EXTRACT PROVIDED
# Any way to use an HD Antenna with a Premiere 4?



## janineanne (Dec 22, 2014)

I have a TiVo Premiere 4, which doesn't have a built-in ATSC tuner. We just cancelled cable and I've hooked up an HD antenna to get local channels. I've been trying to figure out if there's any sort of external box which can translated the ATSC signal to the MoCA signal the TiVo expects. Not only can I not find any product that says it can do this, I can't even find anyone else talking about it. Is this really that crazy of an idea?


----------



## ThAbtO (Apr 6, 2000)

Only the Premiere 2 tuner models, the earlier Series 3 dual tuner models, an the 4 tuner Roamio can use OTA.

Premiere 4/XL4 is for cable only and Roamio Plus/Pro can only use digital cable.


----------



## janineanne (Dec 22, 2014)

Yes, I know. What I'm looking for is an external box that would convert the signal from the antenna to something that would look like digital cable to the TiVo. Maybe that's not possible, or would be so expensive that I'm better off buying a new TiVo. But I wanted to check with the experts here to find out if such a thing exists.


----------



## JoeKustra (Dec 7, 2012)

janineanne said:


> Yes, I know. What I'm looking for is an external box that would convert the signal from the antenna to something that would look like digital cable to the TiVo. Maybe that's not possible, or would be so expensive that I'm better off buying a new TiVo. But I wanted to check with the experts here to find out if such a thing exists.


New TiVo. Or Google ATSC to Cable and sort through all the results, none of which will do any good.


----------



## PCurry57 (Feb 27, 2012)

janineanne said:


> I have a TiVo Premiere 4, which doesn't have a built-in ATSC tuner. We just cancelled cable and I've hooked up an HD antenna to get local channels. I've been trying to figure out if there's any sort of external box which can translated the ATSC signal to the MoCA signal the TiVo expects. Not only can I not find any product that says it can do this, I can't even find anyone else talking about it. Is this really that crazy of an idea?


Yes, this is a really crazy idea. The TiVo isn't looking for a moca signal to tune channels. Moca had nothing to do with tv signals, it's data period. A different wiresystem to cat 5/6. Much like the old style Ethernet coax, arcnet also used coax other token ring networks used a wide variety of wire systems from ibm type 2 to twisted pairs not unlike speaker wire.

Moca is simply data over coax that coexsist with cable tv.


----------



## lpwcomp (May 6, 2002)

ThAbtO said:


> Premiere 4/XL4 is for cable only and Roamio Plus/Pro can only use digital cable.


Premiere 4/XL4 is also *digital* cable only.


----------



## MeInDallas (Jul 31, 2011)

You can find a buttload of used 2 tuner Premieres that do OTA, with no subscriptions on Ebay for dirt cheap right now, if you wanna go that route. Looking thru the completed auctions they are going for around $20-$30 some with free shipping. The lifetimed ones seem to be going for between $200-$250.

Object location annotation data
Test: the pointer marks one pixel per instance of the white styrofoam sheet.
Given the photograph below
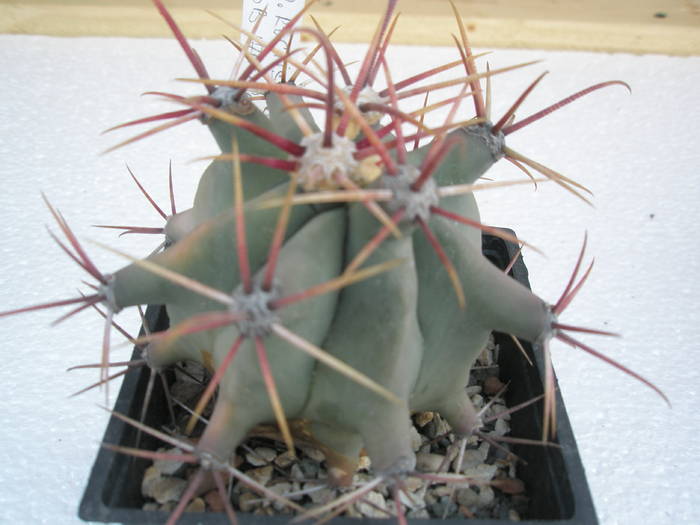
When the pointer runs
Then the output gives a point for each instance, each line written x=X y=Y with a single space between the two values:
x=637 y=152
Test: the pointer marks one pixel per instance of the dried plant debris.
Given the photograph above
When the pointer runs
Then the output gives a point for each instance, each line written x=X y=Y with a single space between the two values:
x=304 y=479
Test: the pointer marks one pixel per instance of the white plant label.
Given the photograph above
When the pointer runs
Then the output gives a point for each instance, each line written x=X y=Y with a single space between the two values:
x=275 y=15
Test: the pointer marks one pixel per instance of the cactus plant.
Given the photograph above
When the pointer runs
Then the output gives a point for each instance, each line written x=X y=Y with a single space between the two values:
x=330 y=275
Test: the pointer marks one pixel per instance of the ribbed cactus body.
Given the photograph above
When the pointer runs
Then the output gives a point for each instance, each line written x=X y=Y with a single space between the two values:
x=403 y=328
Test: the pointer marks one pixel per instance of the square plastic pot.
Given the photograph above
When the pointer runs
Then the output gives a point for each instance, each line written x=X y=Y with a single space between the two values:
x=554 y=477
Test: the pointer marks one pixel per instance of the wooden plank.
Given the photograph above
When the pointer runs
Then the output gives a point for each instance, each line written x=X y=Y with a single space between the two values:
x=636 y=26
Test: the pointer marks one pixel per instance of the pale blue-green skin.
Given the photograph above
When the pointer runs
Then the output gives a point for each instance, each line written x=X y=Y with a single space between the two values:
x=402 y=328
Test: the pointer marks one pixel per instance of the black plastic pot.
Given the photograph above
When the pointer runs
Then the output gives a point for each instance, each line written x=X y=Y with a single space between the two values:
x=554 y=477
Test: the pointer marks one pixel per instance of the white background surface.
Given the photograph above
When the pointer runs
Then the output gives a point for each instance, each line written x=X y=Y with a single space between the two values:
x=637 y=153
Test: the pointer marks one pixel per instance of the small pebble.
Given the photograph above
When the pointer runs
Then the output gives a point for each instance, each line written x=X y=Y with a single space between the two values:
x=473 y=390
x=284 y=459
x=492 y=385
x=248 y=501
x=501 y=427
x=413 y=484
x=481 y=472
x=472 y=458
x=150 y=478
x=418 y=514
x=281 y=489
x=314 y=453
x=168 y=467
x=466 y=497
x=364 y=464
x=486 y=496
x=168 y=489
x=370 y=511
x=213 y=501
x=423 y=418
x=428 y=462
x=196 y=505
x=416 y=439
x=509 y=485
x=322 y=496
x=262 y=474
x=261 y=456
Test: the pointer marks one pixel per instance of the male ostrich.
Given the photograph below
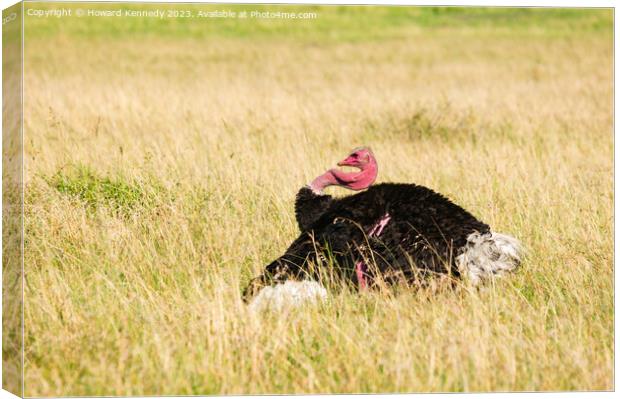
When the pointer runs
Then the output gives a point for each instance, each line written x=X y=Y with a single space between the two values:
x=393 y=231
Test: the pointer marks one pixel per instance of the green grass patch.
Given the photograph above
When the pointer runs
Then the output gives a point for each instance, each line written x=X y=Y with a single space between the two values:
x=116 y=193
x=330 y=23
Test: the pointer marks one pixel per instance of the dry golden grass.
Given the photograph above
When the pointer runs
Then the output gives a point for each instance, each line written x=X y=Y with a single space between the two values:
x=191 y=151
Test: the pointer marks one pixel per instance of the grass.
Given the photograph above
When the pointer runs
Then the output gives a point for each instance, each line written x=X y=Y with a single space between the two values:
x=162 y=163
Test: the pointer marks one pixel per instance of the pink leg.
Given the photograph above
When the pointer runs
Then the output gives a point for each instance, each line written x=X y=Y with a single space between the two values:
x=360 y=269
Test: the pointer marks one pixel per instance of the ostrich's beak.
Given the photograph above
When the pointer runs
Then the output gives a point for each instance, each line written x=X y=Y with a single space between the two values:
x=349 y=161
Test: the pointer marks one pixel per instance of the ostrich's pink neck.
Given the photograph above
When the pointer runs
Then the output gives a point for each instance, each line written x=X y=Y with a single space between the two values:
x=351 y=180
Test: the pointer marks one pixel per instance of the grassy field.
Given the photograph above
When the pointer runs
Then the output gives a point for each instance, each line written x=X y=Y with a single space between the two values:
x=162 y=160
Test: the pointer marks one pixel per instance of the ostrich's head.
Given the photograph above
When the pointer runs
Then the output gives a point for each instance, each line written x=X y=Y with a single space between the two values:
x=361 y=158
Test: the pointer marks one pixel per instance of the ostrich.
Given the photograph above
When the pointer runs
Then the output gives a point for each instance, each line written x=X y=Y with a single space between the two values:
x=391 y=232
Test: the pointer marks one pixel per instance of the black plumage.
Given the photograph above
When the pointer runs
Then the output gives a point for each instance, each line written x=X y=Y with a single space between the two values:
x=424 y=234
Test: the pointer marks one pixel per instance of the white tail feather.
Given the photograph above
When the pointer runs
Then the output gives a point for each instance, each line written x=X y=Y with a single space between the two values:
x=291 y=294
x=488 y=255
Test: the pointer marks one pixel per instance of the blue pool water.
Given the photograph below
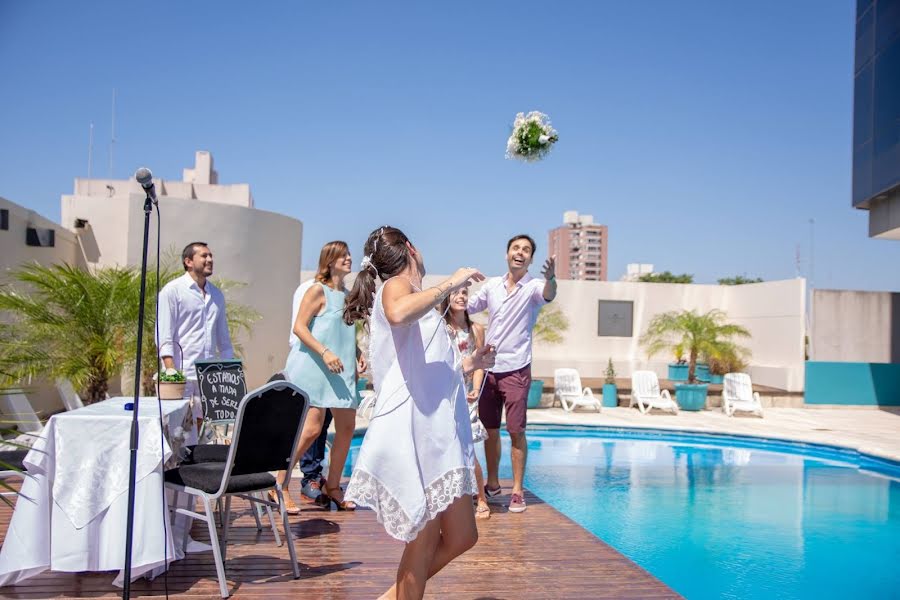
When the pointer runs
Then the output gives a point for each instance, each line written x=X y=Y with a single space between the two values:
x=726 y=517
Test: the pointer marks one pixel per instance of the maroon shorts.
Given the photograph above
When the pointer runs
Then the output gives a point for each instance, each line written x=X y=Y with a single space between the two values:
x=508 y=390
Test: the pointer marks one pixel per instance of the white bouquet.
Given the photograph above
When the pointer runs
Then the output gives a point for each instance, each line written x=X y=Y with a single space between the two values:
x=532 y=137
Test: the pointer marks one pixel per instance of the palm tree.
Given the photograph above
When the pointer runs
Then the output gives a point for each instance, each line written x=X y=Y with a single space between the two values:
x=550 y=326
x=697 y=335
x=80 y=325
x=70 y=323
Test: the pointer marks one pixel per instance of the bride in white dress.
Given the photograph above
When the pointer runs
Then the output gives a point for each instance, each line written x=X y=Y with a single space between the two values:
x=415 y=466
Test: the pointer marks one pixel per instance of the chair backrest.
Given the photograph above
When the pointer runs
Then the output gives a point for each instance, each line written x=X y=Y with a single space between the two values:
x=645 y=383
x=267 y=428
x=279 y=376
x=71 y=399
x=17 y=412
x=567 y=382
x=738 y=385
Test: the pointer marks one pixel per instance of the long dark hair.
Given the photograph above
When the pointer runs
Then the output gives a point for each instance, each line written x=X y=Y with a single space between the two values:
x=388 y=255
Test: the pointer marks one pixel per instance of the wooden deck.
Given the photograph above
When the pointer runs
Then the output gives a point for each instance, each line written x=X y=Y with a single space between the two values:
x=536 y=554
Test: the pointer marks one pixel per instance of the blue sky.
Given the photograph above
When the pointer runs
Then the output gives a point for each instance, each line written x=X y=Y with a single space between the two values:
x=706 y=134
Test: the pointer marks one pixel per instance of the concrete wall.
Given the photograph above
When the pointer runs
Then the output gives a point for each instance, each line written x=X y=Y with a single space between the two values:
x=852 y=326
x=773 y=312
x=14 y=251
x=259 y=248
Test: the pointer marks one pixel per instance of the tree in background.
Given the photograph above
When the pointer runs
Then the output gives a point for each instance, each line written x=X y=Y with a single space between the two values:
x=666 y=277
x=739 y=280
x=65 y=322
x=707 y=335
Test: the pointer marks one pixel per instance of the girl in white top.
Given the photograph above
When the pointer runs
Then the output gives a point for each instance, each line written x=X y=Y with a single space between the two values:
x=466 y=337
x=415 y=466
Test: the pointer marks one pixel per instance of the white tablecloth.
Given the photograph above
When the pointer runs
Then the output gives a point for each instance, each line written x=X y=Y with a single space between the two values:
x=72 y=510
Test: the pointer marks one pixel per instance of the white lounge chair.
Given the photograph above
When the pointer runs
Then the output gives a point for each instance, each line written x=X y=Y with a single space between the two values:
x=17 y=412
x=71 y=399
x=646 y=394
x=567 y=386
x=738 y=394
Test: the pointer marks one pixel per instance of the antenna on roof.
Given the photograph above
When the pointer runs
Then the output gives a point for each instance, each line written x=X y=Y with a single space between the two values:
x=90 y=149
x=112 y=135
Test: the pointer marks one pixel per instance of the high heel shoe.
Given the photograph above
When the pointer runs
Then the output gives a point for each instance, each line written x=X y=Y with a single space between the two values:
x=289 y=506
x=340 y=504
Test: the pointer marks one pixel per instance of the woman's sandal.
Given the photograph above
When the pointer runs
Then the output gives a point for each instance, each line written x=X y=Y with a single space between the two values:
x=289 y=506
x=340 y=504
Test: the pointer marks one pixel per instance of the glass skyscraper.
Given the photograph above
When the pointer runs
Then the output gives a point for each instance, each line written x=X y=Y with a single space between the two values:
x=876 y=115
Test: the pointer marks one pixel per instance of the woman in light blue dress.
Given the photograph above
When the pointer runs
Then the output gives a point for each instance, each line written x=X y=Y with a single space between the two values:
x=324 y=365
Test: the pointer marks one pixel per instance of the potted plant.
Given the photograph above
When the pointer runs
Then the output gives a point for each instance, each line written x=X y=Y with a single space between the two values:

THINGS TO DO
A) In the listing, change "pointer" to "marker" across the stretch from the line containing "blue pool water." through the line containing "x=726 y=517", and return only those lines without the picture.
B) Carry on the forum thread about hooking an HD antenna to a TiVo Premiere 4 from the point where it stops.

TASK ANSWERS
A)
Test: the marker marks one pixel per instance of the blue pool water.
Given the photograph below
When the marker runs
Then the output gives a point for each instance, each line written x=X y=Y with a single space between the two values:
x=726 y=517

B)
----------



## unitron (Apr 28, 2006)

MeInDallas said:


> You can find a buttload of used 2 tuner Premieres that do OTA, with no subscriptions on Ebay for dirt cheap right now, if you wanna go that route. Looking thru the completed auctions they are going for around $20-$30 some with free shipping. The lifetimed ones seem to be going for between $200-$250.


But you might get lucky and get an unsubbed Premiere on which you can get $99 Lifetime.

Best hope of that is finding someone with one first subbed at least 3 years ago and not yet cancelled and getting them to get the deal and reimbursing them the hundred bucks on top of purchase price.


----------



## Dan203 (Apr 17, 2000)

janineanne said:


> I have a TiVo Premiere 4, which doesn't have a built-in ATSC tuner. We just cancelled cable and I've hooked up an HD antenna to get local channels. I've been trying to figure out if there's any sort of external box which can translated the ATSC signal to the MoCA signal the TiVo expects. Not only can I not find any product that says it can do this, I can't even find anyone else talking about it. Is this really that crazy of an idea?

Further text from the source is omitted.